= Vorliegender Auszug =
*****

ZEIT DEBATTE Jena 2011 Nachlese 1
„Sie haben Ihr Ziel erreicht!“ – Die von zahlreichen Staus geplagten Debattanten aus Tübingen und Aachen waren sicherlich froh, als sie endlich diesen Spruch bei der Grenzüberschreitung nach Thüringen lesen konnten. War die Anreise zur ZEIT DEBATTE Jena 2011 noch beschwerlich und das Schlafdefizit groß, so können beide Clubs jedoch positiv über das Turnier in der „Lichtstadt“ an der Saale berichten.
Auf der Turnierwebseite hat die Debattiergesellschaft Jena (DGJ) das Tab zur Verfügung gestellt. Außerdem gratulieren die Jenaer den Tübingern Steffen Jenner, Simon Lehle und Sarah John zum Doppel-Sieg, da Simon ebenfalls zum besten Redner gekürt wurde. Weiterhin heißt es:
„Wir hoffen, dass das Wochenende für euch unvergesslich bleibt, genauso wie für uns. Es war uns eine Freude, so viele Teams wie noch nie in Jena zu Gast zu haben. Auf ein Wiedersehen auf der Deutschen Debattiermeisterschaft 2011 in Heidelberg.
[…] In Kürze folgen die Bilder und die Aufzeichnung des Finales, damit ihr euch es noch einmal angucken könnt.“
Die Streitkultur Tübingen kann es kaum glauben, dass Steffen, Simon und Sarah den Sieg im Wartburg-Turnier in den OPD-Club holen konnten. Stand der Verlauf des Turniers zunächst für beide Teams unter keinem guten Stern, so konnten sich die tapferen Debattanten von Streitkultur I durch eine Kehrtwende doch noch ins Halbfinale reden. Dort sollten sie dem Aus ins Gesicht blicken, aber es kam alles anders:
„Zur diesjährigen ZEIT-Debatte in Jena, die vom 21.-23. Mai stattfand, entsandte die Streitkultur [Tübingen] Peter Croonenbroeck als Juror sowie zwei Teams (Marie Rulfs, Stephan Geyer und Thomas Schröter sowie Steffen Jenner, Simon Lehle, der für die verletzte Thea Nesyba eingesprungen war, und Sarah John), um den begehrten Glaspokal ins heimische Tübingen zu holen. Die Ambitionen waren hoch; galt es doch, im exotischen ‚Wartburg-Format‘ den Titelgewinn von 2009 zu verteidigen. Insgesamt sollten bei diesem Turnier beachtliche 28 Teams um den Sieg ringen.

*****

= Die Aufgaben =
- 1) Zitieren Sie aus der Nachlese zur ZEIT DEBATTE Jena 2011 den Abschnitt, der mit „ZEIT DEBATTE Jena 2011 Nachlese“ beginnt und mit „der Saale berichten.“ endet.
- 2) Stimmen die folgenden Aussagen mit der Nachlese überein? Antworten Sie jeweils mit Ja oder Nein und führen Sie die entscheidenden Worte wörtlich an. (a) Die ZEIT-Debatte in Jena fand vom 21. bis 23. Mai statt. (b) Simon Lehle wurde zum besten Redner gekürt. (c) Bei dem Turnier traten 30 Teams an.
Die Einträge stammen aus einer anderen Quelle.

*****

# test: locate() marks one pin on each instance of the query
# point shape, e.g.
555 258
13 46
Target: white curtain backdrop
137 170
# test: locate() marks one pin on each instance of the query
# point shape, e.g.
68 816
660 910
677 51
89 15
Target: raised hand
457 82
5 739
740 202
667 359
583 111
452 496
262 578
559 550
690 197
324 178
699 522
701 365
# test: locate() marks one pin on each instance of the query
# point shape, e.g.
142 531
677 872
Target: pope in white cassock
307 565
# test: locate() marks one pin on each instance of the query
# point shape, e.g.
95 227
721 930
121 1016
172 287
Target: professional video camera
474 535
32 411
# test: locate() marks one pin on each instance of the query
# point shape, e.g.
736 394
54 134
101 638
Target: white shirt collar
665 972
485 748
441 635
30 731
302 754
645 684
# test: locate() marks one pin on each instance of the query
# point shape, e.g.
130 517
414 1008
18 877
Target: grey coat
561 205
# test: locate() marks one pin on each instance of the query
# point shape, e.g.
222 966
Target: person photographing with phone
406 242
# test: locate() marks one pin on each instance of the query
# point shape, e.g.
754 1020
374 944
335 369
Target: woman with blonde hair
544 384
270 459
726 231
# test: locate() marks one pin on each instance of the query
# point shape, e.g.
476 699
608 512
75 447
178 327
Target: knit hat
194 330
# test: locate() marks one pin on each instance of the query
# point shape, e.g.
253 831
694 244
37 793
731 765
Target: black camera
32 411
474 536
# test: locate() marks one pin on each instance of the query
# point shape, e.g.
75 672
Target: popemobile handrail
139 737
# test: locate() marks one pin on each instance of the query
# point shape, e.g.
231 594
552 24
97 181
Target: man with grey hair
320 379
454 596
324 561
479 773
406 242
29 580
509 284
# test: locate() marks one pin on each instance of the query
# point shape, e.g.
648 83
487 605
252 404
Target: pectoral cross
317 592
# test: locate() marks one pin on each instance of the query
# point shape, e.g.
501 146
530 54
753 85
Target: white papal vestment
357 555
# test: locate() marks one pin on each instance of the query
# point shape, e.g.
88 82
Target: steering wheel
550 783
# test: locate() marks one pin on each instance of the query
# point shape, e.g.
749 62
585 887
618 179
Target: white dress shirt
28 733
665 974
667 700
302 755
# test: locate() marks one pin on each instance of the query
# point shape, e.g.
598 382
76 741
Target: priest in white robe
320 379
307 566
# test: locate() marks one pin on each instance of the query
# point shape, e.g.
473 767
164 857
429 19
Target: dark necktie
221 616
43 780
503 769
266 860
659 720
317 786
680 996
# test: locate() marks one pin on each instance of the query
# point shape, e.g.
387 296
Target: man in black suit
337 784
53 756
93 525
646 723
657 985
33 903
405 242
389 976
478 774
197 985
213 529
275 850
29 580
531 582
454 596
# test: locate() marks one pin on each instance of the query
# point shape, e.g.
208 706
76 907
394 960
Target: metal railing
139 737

*****

= Lösungen =
- 1)
ZEIT DEBATTE Jena 2011 Nachlese 1
„Sie haben Ihr Ziel erreicht!“ – Die von zahlreichen Staus geplagten Debattanten aus Tübingen und Aachen waren sicherlich froh, als sie endlich diesen Spruch bei der Grenzüberschreitung nach Thüringen lesen konnten. War die Anreise zur ZEIT DEBATTE Jena 2011 noch beschwerlich und das Schlafdefizit groß, so können beide Clubs jedoch positiv über das Turnier in der „Lichtstadt“ an der Saale berichten.

- 2)
(a) Ja: „die vom 21.-23. Mai stattfand“
(b) Ja: „da Simon ebenfalls zum besten Redner gekürt wurde“
(c) Nein: „Insgesamt sollten bei diesem Turnier beachtliche 28 Teams um den Sieg ringen.“